• [Natural-language object grounding data]:
- Opening Delimiter -
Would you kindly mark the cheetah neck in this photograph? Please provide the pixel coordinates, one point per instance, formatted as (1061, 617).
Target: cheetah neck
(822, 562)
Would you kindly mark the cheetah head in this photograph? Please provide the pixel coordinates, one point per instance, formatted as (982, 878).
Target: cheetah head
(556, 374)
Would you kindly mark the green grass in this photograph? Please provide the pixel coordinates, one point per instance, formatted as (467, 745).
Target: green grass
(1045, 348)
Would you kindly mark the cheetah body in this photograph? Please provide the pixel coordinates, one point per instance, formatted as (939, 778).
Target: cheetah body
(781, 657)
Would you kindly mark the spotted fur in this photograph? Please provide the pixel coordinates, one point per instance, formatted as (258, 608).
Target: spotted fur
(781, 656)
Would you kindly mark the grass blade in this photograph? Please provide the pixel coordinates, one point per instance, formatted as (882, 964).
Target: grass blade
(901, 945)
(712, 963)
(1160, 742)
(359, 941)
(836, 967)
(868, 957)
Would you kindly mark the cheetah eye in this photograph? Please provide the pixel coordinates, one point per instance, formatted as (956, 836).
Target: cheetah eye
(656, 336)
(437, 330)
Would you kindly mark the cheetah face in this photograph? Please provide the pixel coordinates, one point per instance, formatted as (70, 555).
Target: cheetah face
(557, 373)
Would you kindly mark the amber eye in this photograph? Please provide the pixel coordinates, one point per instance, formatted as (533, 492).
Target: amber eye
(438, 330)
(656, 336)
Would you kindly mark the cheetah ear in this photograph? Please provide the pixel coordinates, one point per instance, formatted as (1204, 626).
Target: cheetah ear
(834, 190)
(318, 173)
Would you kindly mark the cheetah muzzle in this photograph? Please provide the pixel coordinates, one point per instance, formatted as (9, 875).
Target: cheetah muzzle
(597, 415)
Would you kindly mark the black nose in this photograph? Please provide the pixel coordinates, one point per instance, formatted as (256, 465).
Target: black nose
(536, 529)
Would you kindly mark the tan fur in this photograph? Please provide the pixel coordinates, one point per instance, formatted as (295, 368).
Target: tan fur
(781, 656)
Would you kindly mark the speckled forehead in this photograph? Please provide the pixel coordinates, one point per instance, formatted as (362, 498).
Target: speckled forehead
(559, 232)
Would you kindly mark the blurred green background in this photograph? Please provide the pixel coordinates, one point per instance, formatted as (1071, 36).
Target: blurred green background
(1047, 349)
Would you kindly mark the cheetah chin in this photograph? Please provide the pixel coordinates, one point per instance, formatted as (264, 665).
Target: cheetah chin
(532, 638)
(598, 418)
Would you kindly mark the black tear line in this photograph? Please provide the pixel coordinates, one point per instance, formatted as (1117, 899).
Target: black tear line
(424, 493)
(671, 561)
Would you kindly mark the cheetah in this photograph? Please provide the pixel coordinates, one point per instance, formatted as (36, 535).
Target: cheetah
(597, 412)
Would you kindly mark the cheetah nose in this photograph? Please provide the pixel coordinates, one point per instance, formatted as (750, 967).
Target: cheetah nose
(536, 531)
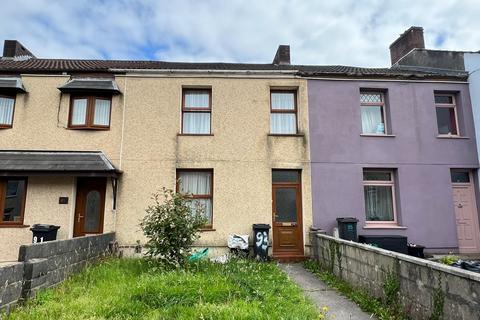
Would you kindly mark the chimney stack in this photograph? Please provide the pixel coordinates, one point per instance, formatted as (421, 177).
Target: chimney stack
(412, 38)
(13, 48)
(282, 57)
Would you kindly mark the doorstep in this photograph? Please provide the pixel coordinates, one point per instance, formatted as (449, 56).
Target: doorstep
(289, 258)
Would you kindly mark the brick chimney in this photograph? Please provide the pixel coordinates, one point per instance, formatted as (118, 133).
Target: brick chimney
(282, 57)
(13, 48)
(412, 38)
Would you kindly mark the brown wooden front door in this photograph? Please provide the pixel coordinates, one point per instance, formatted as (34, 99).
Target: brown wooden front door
(465, 212)
(89, 206)
(287, 214)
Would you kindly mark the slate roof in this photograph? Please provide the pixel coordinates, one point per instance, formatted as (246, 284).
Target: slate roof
(89, 163)
(35, 65)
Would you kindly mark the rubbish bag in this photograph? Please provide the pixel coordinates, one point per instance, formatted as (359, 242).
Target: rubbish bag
(198, 255)
(238, 241)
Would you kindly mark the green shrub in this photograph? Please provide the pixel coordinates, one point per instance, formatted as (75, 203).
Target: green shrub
(171, 227)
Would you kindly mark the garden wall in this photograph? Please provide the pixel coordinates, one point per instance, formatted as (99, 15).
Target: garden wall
(426, 287)
(43, 265)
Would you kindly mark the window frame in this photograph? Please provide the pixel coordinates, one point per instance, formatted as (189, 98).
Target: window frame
(453, 106)
(197, 110)
(90, 112)
(385, 183)
(208, 226)
(14, 97)
(383, 106)
(3, 198)
(293, 111)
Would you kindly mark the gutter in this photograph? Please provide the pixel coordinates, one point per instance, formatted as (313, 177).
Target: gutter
(204, 71)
- Closing Delimiter -
• [Required work]: Write the entries above out again exactly, omitting each image.

• [Answer space]:
Would you kindly mark the cheetah neck in this photograph? Please provide the pixel coordinates, one point per instance, formatted as (1061, 617).
Target: cheetah neck
(822, 562)
Would you kindly mark the cheetah head in this photograph? Please provide the pixel coordinates, one point per instance, formatted as (982, 878).
Target: cheetah head
(556, 374)
Would you kindly mark the green grass in this photograph? Please provide the pixel coordinates, one point per instance, formatted as (467, 745).
Target: green grass
(1045, 348)
Would you kindly mark the cheetah body in this photograph? Please provide the pixel coordinates, one point per instance, formatted as (939, 778).
Target: cheetah body
(781, 657)
Would you kindly mark the spotted fur in this photograph? Please provide the pixel coordinates, one point per instance, formatted as (258, 608).
Target: spotted fur
(781, 656)
Would you kindly mark the grass blade in this photograph? Please provide the pixel coordinates, one point per instance, formatted as (882, 964).
Target: grass blade
(901, 945)
(712, 963)
(1160, 742)
(359, 941)
(836, 967)
(868, 957)
Would you kindly mark the cheetah eye in this photograph? Please provide the pixel coordinates, one point per instance, formatted as (956, 836).
Target: cheetah eye
(656, 336)
(437, 330)
Would you kindly mark the cheetah face in this photograph? Please provide the pixel coordinates, one point per instance, formatted as (70, 555).
Target: cheetah face
(557, 373)
Would you kindly mark the amber eye in this photograph? Please provide the pixel coordinates, one point per instance, formatted as (533, 492).
Target: amber eye
(438, 330)
(656, 336)
Would you kindly mark the cheetah ear in this photograph? Please provide the pixel coordinates, one point per instance, formatted as (1204, 626).
Target: cheetah ear
(834, 190)
(318, 173)
Would you kindly mark the cheetah muzzle in this photograph? Please provide the pixel coordinates, one point per instance, formatted as (9, 875).
Target: cheetah muzzle
(597, 415)
Would you kindly mark the black nose in this photograph? Please provide the pixel coordinates, one point per instance, formatted as (256, 465).
Target: black nose
(536, 529)
Would you kindly mark the tan fur in this photograph? Please provide the pixel coordinates, one point per instance, formatted as (295, 368).
Target: tan fur
(781, 656)
Would you kindly mark the speckled forehead in this photograph? Please provide the pixel coordinates, one point per instance, formatted as (362, 498).
Target: speckled forehead
(559, 232)
Would you kindly mark the blurred green background in this photograph? Please provide the pixel coordinates, one point per instance, formatted as (1071, 36).
Target: blurred green background
(1047, 349)
Would you kindly mark the cheetah chin in this photograph? Please provide the pixel coordinates, one point per instance, formatted as (264, 665).
Target: cheetah chin
(532, 638)
(598, 418)
Would you kindly mark the black tear line in this photograph? Please provide the pixel coordinates, one point per instance, formatted as (1117, 899).
Target: black tear line
(424, 493)
(671, 561)
Would you kindly mark the cheetah in this photograph? Please provide the pixel coordinates, one point per instance, formatted as (36, 535).
Target: cheetah
(597, 412)
Would you kindly mark the cheetah nose in this photograph? Please provide the pixel coordinates, one point per instance, formatted as (750, 967).
Target: cheetah nose
(536, 531)
Would you kindly mark the chimney stack in this photograph? Please provide the pixel coordinates, one point per instance, formatted as (421, 177).
Target: chimney stack
(412, 38)
(13, 48)
(282, 57)
Would you kindly mark the doorstep in this photograph? Please provide the pixel coordinates, one point per instance, formatted as (449, 56).
Target: doorstep
(289, 258)
Would you kindly mark the brick chimney in this photograph? Please provide the pixel coordinates, one point per instance, formatted as (118, 133).
Target: brick chimney
(282, 57)
(13, 48)
(412, 38)
Would you kindly mark the brown wooden front door in this photograph? Please provide the pixel coordinates, one point per instance, formatted as (34, 99).
Target: brown wooden front door
(465, 212)
(89, 206)
(287, 214)
Would you kindly mark the slate roof in this photograph? Please provide the pixel coordinates, one point per instance, formatted as (246, 284).
Target: slate roof
(89, 163)
(35, 65)
Would you kindly mark the rubbish bag in this photograph? Please provide the pixel coordinates, one point per instance, formatted as (359, 242).
Target: rubbish bag
(198, 255)
(238, 241)
Would you kindly mark the green shrub in this photograph? Please provide the pixel coordinates, one point per instance, formatted as (75, 203).
Target: green shrub
(171, 227)
Would you kindly mark the garden wall in this photograph? Please provide the pixel coordinates, one point per instance, formatted as (99, 15).
Target: garden wall
(426, 287)
(43, 265)
Would you kindly mark the window frame in this photograph? Please provide the pixel coordinates, one point per instance, formatted as (189, 98).
Target: window frame
(453, 106)
(197, 110)
(90, 112)
(385, 183)
(208, 226)
(14, 97)
(383, 106)
(3, 198)
(293, 111)
Would you kindly mark the gutter in this photograph? Please provide the pixel coordinates, one point per instance, formatted as (313, 177).
Target: gutter
(204, 71)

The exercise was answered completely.